▶ [Brief]: Begin at the first line below and copy each line exactly, ending with the line where "Confirm every instance of the white flower" appears.

▶ [Records shown]:
--------------------

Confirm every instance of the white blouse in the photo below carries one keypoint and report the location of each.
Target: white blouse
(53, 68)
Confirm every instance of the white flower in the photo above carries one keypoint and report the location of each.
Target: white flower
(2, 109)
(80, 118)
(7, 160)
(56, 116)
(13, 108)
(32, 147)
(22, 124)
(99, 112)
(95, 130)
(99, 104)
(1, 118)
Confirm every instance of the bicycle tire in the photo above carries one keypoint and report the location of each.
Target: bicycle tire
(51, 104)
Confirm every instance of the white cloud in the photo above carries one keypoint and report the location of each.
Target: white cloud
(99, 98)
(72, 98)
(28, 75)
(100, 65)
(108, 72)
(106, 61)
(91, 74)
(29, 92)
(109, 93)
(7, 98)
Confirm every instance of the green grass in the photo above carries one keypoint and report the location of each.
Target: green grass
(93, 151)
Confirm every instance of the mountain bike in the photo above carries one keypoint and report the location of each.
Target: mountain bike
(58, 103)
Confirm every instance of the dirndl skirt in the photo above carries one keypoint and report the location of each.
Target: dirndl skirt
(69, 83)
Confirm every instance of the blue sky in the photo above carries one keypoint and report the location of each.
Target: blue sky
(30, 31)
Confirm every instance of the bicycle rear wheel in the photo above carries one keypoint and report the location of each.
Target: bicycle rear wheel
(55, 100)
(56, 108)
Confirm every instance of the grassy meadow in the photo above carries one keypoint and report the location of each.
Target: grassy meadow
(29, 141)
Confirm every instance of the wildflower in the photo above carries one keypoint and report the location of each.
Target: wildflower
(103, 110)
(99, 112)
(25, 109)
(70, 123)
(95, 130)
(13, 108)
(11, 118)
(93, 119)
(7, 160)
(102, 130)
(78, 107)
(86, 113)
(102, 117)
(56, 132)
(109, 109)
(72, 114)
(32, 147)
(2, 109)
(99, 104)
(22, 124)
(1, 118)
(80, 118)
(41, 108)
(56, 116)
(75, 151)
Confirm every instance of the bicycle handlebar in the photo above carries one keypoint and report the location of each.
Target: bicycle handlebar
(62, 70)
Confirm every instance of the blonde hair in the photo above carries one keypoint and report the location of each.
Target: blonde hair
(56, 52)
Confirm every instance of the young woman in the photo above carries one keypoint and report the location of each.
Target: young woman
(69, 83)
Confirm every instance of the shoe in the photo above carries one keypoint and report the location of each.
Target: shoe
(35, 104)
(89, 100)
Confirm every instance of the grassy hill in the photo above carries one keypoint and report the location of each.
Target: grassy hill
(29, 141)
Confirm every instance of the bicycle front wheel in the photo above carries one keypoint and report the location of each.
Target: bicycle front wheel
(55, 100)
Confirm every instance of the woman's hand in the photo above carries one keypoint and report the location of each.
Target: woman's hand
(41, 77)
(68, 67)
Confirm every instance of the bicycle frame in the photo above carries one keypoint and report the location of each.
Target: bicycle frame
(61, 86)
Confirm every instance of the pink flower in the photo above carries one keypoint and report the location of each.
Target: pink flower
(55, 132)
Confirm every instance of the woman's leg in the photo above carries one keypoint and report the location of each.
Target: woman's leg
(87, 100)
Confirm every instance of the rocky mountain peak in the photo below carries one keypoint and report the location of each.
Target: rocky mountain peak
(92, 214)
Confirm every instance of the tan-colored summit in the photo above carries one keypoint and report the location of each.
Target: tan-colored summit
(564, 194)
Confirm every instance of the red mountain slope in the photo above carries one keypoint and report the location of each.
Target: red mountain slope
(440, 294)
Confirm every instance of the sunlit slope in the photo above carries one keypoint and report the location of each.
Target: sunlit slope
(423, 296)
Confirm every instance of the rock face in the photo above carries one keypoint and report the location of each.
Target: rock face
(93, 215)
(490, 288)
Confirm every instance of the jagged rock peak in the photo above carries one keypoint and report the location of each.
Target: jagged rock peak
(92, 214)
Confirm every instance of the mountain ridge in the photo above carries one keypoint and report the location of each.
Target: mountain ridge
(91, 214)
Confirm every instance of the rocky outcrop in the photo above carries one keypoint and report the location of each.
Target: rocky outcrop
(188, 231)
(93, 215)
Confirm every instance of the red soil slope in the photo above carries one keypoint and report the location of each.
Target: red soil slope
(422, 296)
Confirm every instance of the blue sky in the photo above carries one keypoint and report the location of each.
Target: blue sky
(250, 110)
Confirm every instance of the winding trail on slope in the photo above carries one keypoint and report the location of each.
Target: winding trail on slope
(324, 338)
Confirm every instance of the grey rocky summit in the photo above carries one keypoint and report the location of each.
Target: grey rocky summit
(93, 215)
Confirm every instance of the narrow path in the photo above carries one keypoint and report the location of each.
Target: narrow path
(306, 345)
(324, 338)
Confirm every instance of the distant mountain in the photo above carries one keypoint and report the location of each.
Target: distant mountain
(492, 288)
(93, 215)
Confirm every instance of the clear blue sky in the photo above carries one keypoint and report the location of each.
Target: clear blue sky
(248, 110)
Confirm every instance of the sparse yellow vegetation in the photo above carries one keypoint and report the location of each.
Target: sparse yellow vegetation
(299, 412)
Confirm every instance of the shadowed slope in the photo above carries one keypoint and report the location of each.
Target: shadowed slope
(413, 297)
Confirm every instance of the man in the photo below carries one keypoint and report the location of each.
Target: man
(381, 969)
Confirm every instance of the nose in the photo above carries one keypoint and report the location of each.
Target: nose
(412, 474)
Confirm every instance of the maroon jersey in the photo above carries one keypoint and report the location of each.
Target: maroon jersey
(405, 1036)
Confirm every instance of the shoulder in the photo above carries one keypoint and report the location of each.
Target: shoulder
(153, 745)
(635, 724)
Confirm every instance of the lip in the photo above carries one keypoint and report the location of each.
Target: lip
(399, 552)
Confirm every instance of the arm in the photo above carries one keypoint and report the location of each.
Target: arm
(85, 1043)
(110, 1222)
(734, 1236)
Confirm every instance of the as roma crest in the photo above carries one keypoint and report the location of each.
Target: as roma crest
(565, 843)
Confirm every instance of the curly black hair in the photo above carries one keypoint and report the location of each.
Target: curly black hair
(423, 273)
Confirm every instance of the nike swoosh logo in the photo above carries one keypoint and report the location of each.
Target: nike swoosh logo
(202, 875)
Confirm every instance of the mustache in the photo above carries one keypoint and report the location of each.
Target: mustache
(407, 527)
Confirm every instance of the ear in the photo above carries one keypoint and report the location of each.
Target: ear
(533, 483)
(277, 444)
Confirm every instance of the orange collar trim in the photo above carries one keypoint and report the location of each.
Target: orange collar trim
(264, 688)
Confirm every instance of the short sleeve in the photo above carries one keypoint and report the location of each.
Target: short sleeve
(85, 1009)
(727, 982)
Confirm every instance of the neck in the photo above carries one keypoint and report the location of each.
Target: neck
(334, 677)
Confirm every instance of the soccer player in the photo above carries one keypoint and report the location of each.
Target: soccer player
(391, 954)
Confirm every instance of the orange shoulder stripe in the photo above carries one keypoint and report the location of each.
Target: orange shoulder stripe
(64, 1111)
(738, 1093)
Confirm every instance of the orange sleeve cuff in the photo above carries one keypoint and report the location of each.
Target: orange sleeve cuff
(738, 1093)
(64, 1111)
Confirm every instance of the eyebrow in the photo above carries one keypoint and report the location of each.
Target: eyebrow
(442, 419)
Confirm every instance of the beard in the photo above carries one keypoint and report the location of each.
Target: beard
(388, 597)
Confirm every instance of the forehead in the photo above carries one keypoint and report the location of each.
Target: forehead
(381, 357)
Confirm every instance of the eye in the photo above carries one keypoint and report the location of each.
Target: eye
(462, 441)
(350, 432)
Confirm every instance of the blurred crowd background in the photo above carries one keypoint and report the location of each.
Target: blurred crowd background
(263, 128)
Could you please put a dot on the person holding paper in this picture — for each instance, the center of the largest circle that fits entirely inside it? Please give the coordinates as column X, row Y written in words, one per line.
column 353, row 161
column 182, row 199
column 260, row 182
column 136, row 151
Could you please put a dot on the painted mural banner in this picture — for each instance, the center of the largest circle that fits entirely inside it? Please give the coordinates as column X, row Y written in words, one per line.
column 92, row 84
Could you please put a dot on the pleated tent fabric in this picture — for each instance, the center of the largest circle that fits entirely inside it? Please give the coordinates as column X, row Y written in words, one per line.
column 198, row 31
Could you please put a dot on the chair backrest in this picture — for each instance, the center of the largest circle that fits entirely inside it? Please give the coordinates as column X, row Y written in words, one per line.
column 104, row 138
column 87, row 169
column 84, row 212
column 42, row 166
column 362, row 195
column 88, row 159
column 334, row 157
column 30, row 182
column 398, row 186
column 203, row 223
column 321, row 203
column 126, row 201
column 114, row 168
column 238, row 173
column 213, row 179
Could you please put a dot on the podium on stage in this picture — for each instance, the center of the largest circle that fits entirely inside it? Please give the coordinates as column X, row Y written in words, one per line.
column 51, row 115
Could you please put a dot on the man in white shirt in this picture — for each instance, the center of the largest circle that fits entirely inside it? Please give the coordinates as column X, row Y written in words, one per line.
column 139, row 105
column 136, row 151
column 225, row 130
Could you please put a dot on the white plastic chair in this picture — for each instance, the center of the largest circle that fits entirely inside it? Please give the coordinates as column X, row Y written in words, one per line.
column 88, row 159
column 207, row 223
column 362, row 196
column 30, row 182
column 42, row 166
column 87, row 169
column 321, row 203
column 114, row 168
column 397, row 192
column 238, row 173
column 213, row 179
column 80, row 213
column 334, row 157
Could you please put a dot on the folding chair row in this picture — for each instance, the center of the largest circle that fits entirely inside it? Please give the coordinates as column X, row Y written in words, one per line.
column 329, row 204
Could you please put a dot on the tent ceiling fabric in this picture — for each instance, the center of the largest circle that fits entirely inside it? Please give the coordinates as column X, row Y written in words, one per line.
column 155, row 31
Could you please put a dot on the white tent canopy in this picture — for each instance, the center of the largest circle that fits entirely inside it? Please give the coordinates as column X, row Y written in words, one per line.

--------------------

▶ [Written response]:
Confirm every instance of the white blouse in the photo below carries one keypoint and report the location of each.
Target: white blouse
(53, 68)
Confirm every instance of the white flower in the photo above carries one keypoint and report the location of each.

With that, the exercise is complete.